[TO DO]
Type every record exactly as it appears.

[ENTRIES]
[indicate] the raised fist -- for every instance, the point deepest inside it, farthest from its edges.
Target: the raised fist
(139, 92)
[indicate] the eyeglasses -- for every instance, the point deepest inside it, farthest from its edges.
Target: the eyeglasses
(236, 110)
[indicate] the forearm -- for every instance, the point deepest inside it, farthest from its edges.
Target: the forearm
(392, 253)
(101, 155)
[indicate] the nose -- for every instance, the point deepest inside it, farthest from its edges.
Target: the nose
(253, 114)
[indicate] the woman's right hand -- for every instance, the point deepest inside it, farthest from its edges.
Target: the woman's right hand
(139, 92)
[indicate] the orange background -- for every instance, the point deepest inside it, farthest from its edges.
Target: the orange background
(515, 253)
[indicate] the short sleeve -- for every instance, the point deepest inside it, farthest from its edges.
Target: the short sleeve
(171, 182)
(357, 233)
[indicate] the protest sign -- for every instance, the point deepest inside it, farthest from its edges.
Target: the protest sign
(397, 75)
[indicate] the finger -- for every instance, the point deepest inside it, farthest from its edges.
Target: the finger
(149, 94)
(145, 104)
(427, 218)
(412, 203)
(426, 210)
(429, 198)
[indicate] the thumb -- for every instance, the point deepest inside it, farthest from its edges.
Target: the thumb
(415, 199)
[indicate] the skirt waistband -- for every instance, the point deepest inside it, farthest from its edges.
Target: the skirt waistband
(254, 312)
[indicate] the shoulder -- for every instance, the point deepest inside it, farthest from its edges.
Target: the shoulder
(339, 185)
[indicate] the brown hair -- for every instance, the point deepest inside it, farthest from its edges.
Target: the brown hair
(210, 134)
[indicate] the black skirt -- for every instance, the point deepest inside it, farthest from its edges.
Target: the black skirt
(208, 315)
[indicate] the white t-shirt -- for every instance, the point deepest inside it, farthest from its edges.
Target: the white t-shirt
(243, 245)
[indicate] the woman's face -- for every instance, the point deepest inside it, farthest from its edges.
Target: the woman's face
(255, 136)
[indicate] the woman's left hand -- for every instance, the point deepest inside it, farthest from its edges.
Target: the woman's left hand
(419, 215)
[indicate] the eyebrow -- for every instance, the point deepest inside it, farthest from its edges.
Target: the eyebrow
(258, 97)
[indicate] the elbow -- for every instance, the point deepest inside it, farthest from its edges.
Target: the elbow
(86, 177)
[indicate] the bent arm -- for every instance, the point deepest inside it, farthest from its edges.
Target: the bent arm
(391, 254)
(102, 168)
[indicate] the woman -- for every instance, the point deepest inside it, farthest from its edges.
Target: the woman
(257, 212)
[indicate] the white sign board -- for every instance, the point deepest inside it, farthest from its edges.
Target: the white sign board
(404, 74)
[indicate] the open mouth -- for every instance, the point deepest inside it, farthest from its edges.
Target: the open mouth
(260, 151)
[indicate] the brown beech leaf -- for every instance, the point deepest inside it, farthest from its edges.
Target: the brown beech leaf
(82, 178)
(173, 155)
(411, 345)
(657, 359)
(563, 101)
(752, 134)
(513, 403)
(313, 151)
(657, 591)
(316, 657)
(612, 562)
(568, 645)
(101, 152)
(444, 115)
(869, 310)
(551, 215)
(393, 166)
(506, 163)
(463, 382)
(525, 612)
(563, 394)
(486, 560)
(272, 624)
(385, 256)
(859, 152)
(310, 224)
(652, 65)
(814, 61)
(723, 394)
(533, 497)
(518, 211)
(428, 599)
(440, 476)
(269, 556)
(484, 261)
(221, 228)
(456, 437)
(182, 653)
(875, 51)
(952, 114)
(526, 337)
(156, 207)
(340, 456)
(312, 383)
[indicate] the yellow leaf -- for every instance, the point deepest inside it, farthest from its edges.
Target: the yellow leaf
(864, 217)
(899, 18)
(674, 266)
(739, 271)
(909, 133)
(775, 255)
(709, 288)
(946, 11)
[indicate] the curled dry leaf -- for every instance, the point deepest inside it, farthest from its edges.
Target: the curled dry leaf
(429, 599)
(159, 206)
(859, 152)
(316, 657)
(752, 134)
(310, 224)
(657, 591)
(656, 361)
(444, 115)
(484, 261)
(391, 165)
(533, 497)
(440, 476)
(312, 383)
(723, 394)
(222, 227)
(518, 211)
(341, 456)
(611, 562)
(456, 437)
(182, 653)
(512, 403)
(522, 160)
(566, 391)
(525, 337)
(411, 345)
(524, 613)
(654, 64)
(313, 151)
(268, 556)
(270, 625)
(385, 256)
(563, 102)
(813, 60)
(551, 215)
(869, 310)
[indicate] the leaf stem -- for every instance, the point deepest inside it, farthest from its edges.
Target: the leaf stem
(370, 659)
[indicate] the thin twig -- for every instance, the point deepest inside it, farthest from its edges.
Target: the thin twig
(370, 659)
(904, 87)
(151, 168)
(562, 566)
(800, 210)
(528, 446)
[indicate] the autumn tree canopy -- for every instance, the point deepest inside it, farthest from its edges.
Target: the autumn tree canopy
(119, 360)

[SOLUTION TO THIS PROBLEM]
[indicate] the raised fist -- for every instance, the point deepest inside it, farthest from its edges.
Target: the raised fist
(139, 92)
[indicate] the eyeglasses -- for every instance, the point deepest inside it, farthest from its edges.
Target: the eyeglasses
(236, 110)
[indicate] the forearm -- for every instance, the point deepest inside it, farthest from its edges.
Target: the forearm
(392, 253)
(101, 155)
[indicate] the nose -- for every instance, the point deepest inside it, farthest from its edges.
Target: the nose
(253, 114)
[indicate] the woman's right hand -- for every instance, the point deepest inside it, farthest from its edges.
Target: the woman's right hand
(139, 92)
[indicate] the orange background -- for every instance, the point deepest inside it, farthest from its edges.
Target: the orange background
(515, 253)
[indicate] the short sleeve -- for every instance, the point deepest inside it, farthest from its edges.
Target: the short sleeve
(171, 182)
(357, 233)
[indicate] the protest sign -- for every instance, the point deepest inside it, farthest from its edges.
Target: the protest sign
(397, 75)
[indicate] the finger -- for every instance, the point deepest inside it, farthest from its edges.
Target: the finger
(149, 94)
(145, 104)
(427, 218)
(412, 203)
(426, 210)
(429, 198)
[indicate] the thumb -- for every instance, the point deepest inside it, farthest from its edges.
Target: the thumb
(415, 199)
[indicate] the skirt waistband -- for every instance, the point deepest inside it, farthest from its edges.
Target: the skirt waistband
(254, 312)
[indicate] the shoulder -- for every instance, the point deepest inside it, farthest from its edges.
Target: the shoulder
(339, 185)
[indicate] the brown hair -- for every instance, the point deepest inside it, farthest from its edges.
Target: the brown hair
(210, 134)
[indicate] the black skirt -- for every instance, the point deepest inside it, farthest from its edges.
Target: the black skirt
(208, 315)
[indicate] the white t-shirt -- for every instance, the point deepest inside it, farthest from its edges.
Target: the white t-shirt
(243, 245)
[indicate] the woman's face -- for every instance, the point deepest inside it, farthest from its edges.
Target: the woman's face
(255, 136)
[indicate] the woman's left hand -- for every instance, the point deepest inside it, farthest from its edges.
Target: the woman's left hand
(419, 215)
[indicate] the eyebrow -- for every instance, the point deepest inside it, farthest from its edges.
Target: the eyebrow
(258, 97)
[indicate] the elbow -- for every instance, the point deepest inside it, farthest from its edges.
Target: the elbow
(86, 177)
[indicate] the bent arm -- for every instance, the point deepest inside it, farthest from its edges.
Target: the bent arm
(391, 254)
(102, 168)
[indicate] the woman -- for every instance, the point deepest inside it, farthest from its edges.
Target: the woman
(257, 212)
[indicate] the white sign board -- for every instance, the point deepest inside it, farthest from its edges.
Target: the white sign board
(404, 74)
[indicate] the open mouth -- for every instance, the point deepest inside it, farthest from its edges.
Target: the open mouth
(260, 151)
[indicate] the brown beech leaf -- for every instance, the point deepest inside it, farthest from its edges.
Target: the brown beech leaf
(82, 178)
(173, 155)
(411, 345)
(657, 359)
(563, 101)
(752, 134)
(513, 403)
(313, 151)
(657, 591)
(316, 657)
(612, 562)
(568, 645)
(101, 152)
(444, 115)
(869, 310)
(551, 215)
(393, 166)
(506, 163)
(463, 382)
(525, 612)
(563, 394)
(486, 560)
(272, 624)
(385, 256)
(859, 152)
(310, 224)
(652, 65)
(814, 61)
(723, 394)
(533, 497)
(518, 211)
(428, 599)
(440, 476)
(269, 556)
(484, 261)
(221, 228)
(456, 437)
(182, 653)
(875, 51)
(952, 114)
(526, 337)
(156, 207)
(340, 456)
(312, 383)
[indicate] the yellow leaf -- for every instance, the point deepest inside it, farthest from its edges.
Target: the yellow leaf
(864, 217)
(899, 18)
(674, 266)
(739, 271)
(909, 133)
(775, 255)
(709, 288)
(946, 11)
[indicate] the curled dry leaf -- for every instance, the point deepest inside it, farthest from its edges.
Target: the curled dry leaf
(429, 599)
(159, 206)
(859, 152)
(316, 657)
(752, 134)
(310, 224)
(657, 591)
(656, 361)
(444, 115)
(484, 261)
(391, 165)
(533, 497)
(440, 476)
(312, 383)
(723, 394)
(222, 227)
(518, 211)
(341, 456)
(611, 562)
(456, 437)
(182, 653)
(512, 403)
(522, 160)
(566, 391)
(525, 337)
(411, 345)
(524, 613)
(654, 64)
(313, 151)
(268, 556)
(270, 625)
(385, 256)
(563, 102)
(813, 60)
(551, 215)
(869, 310)
[indicate] the leaf stem -- for every instance, the point deepest inside it, farthest from its edges.
Target: the leaf stem
(370, 659)
[indicate] the thin twig -- for every instance, the point deepest inside it, farthest from its edges.
Target: the thin twig
(370, 659)
(904, 87)
(151, 168)
(562, 566)
(800, 210)
(528, 446)
[indicate] the autumn tree canopy -- for every instance, the point deepest inside it, farthest from its edges.
Target: the autumn tree canopy
(119, 360)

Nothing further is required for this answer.